───── Text extract
This month's issue has no article on the roots of a game and no portrait of a game designer or publisher. It confirms the recent trends: the magazine has too many reviews and too few historical and 'backstage' articles for my taste.
The spielbox reviews are just one reviewer's opinions, while BoardGameGeek provides many reviews on the same game: one gets a diversity of opinions that spielbox simply can't compete with. Also, BGG doesn't have space constraints: many reviews are considerably longer, and hence more detailed and in depth, than the 1 to 3 page reviews in spielbox. Last but not least, I often don't quite understand the game descriptions in spielbox; maybe my German is not good enough, or the limited space forces the reviewers into terse descriptions, but I certainly don't have a such a problem with the many great BGG reviewers.
──────────
◆ **Request 1**
In the spielbox commentary, what advantages does BoardGameGeek have over the reviews in spielbox? List each one.
◆ **Request 2**
Transcribe everything in the spielbox commentary from "This month's issue" down to "great BGG reviewers.".
The records can be left aside; nothing here depends on them.
───── Material supplied
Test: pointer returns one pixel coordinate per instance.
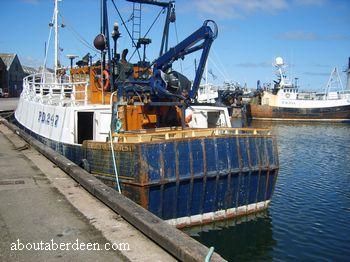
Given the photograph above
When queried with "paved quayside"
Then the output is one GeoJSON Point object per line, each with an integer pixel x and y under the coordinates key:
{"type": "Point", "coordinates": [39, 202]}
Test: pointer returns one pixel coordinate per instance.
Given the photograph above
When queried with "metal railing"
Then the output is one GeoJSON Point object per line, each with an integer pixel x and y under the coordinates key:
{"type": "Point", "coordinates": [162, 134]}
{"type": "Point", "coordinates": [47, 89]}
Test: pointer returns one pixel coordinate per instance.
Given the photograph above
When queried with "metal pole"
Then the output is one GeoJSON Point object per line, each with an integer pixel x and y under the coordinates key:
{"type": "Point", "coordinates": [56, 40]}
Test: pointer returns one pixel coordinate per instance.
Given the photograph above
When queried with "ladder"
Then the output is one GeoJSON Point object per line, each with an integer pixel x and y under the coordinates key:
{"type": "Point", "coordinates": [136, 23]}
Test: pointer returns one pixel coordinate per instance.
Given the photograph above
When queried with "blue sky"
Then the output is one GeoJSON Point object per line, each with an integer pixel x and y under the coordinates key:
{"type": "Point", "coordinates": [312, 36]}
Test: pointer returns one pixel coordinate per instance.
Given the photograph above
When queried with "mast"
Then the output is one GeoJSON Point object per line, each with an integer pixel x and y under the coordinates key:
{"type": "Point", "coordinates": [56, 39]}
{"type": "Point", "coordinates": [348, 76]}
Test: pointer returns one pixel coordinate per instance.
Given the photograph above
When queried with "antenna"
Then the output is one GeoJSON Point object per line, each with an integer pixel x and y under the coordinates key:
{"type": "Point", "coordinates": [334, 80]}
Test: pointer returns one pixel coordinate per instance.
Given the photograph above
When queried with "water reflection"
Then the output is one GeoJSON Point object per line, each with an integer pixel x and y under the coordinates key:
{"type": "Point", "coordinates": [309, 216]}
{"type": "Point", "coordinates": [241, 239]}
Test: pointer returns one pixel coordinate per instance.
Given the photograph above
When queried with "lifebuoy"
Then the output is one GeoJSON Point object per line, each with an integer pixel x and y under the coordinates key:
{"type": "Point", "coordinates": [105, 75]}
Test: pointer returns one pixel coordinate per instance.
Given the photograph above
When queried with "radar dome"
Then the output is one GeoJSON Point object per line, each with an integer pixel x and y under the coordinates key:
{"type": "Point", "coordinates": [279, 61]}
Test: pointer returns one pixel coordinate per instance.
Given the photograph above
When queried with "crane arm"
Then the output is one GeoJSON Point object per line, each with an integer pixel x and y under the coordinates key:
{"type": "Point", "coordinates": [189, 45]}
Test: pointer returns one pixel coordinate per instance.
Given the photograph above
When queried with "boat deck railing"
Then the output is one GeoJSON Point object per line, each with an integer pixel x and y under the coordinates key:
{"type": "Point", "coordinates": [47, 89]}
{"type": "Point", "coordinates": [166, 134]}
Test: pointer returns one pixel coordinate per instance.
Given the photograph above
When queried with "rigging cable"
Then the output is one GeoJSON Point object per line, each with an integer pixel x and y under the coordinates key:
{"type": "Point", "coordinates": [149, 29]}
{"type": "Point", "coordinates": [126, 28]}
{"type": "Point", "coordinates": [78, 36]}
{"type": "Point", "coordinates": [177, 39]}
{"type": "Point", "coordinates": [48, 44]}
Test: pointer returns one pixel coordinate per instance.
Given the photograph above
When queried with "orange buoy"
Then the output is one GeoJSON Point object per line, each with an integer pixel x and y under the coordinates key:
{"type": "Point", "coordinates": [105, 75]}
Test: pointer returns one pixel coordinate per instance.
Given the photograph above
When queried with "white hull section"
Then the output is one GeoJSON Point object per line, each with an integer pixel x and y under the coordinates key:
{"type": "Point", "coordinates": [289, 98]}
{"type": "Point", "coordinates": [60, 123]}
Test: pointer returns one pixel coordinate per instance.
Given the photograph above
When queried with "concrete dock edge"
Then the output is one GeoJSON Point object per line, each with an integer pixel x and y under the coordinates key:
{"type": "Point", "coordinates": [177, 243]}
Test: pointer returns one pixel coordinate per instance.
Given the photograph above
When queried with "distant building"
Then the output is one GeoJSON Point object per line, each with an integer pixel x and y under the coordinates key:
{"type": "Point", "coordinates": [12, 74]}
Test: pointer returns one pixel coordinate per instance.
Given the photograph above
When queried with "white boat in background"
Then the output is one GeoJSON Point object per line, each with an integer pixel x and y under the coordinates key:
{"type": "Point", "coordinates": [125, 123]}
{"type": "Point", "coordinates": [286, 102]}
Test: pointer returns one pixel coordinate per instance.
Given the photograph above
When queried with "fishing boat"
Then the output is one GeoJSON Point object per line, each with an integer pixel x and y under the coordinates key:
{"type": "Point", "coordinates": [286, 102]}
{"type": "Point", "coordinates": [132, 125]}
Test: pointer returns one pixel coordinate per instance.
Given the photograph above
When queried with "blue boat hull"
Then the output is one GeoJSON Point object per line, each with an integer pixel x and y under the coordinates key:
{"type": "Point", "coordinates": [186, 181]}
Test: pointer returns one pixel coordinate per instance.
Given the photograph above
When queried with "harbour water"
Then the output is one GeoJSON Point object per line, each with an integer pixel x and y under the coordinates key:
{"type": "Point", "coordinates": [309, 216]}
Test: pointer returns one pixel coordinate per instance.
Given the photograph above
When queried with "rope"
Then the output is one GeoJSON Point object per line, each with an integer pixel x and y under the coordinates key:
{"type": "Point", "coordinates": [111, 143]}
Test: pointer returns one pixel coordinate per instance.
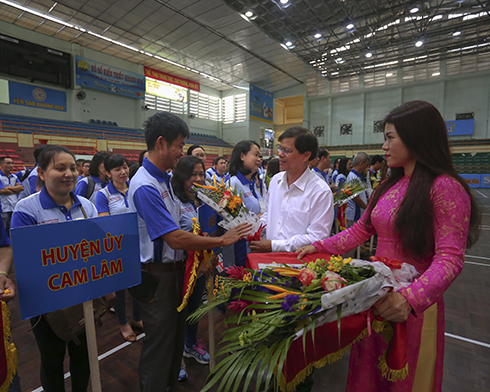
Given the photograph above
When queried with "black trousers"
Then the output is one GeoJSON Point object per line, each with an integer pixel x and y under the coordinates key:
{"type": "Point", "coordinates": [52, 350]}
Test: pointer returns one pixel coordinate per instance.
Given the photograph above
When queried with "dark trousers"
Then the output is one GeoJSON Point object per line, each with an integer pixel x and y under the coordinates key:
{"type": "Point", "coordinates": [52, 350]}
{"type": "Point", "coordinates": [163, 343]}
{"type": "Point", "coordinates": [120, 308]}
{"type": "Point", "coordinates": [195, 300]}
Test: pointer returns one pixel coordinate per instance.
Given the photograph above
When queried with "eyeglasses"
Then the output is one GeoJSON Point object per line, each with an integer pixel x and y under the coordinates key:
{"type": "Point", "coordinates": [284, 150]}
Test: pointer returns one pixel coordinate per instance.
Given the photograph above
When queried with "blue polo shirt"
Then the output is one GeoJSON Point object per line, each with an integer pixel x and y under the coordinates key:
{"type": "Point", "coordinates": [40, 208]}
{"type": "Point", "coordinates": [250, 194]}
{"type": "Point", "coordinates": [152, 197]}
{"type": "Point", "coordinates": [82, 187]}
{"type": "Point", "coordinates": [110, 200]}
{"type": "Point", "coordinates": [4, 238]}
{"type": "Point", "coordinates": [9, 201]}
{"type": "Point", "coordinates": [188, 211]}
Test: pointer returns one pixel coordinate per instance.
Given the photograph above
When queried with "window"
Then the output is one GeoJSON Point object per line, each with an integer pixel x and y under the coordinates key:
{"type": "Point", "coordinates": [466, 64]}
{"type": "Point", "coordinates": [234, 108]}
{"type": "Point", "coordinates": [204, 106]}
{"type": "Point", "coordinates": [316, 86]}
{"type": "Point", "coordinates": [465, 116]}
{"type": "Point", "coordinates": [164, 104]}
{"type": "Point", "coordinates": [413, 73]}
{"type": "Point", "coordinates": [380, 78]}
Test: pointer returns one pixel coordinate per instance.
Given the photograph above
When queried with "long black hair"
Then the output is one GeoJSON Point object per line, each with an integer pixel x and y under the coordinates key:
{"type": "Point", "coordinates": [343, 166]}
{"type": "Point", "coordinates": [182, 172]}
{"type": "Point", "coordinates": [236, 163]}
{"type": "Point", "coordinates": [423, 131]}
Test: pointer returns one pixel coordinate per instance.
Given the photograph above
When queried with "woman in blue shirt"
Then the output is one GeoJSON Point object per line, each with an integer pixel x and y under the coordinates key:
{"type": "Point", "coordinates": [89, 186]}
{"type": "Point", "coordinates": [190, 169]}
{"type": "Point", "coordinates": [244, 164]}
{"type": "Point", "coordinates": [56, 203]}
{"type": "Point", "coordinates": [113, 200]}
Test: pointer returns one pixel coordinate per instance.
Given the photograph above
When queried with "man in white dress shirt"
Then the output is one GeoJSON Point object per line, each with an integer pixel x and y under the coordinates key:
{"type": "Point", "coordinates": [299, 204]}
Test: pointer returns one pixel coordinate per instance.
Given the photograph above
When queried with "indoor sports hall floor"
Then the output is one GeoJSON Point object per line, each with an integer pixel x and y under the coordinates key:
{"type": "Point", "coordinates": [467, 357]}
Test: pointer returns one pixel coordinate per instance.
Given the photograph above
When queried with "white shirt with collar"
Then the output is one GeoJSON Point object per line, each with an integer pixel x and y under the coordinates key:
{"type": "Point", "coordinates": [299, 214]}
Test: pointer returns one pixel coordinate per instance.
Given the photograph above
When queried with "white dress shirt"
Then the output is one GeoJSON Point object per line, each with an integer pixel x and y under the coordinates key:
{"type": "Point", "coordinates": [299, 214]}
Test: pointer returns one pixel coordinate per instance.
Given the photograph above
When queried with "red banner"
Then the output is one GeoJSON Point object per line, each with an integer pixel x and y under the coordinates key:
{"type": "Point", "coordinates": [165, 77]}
──────────
◆ **Complete response 1**
- BoardGameGeek offers many reviews of the same game, which gives a diversity of opinions instead of one reviewer's view.
- BoardGameGeek has no space constraints, so many of its reviews are considerably longer and more detailed and in depth than the 1 to 3 page reviews in spielbox.
- The writer has no trouble understanding BoardGameGeek's reviewers, unlike the game descriptions in spielbox.

◆ **Complete response 2**
This month's issue has no article on the roots of a game and no portrait of a game designer or publisher. It confirms the recent trends: the magazine has too many reviews and too few historical and 'backstage' articles for my taste.
The spielbox reviews are just one reviewer's opinions, while BoardGameGeek provides many reviews on the same game: one gets a diversity of opinions that spielbox simply can't compete with. Also, BGG doesn't have space constraints: many reviews are considerably longer, and hence more detailed and in depth, than the 1 to 3 page reviews in spielbox. Last but not least, I often don't quite understand the game descriptions in spielbox; maybe my German is not good enough, or the limited space forces the reviewers into terse descriptions, but I certainly don't have a such a problem with the many great BGG reviewers.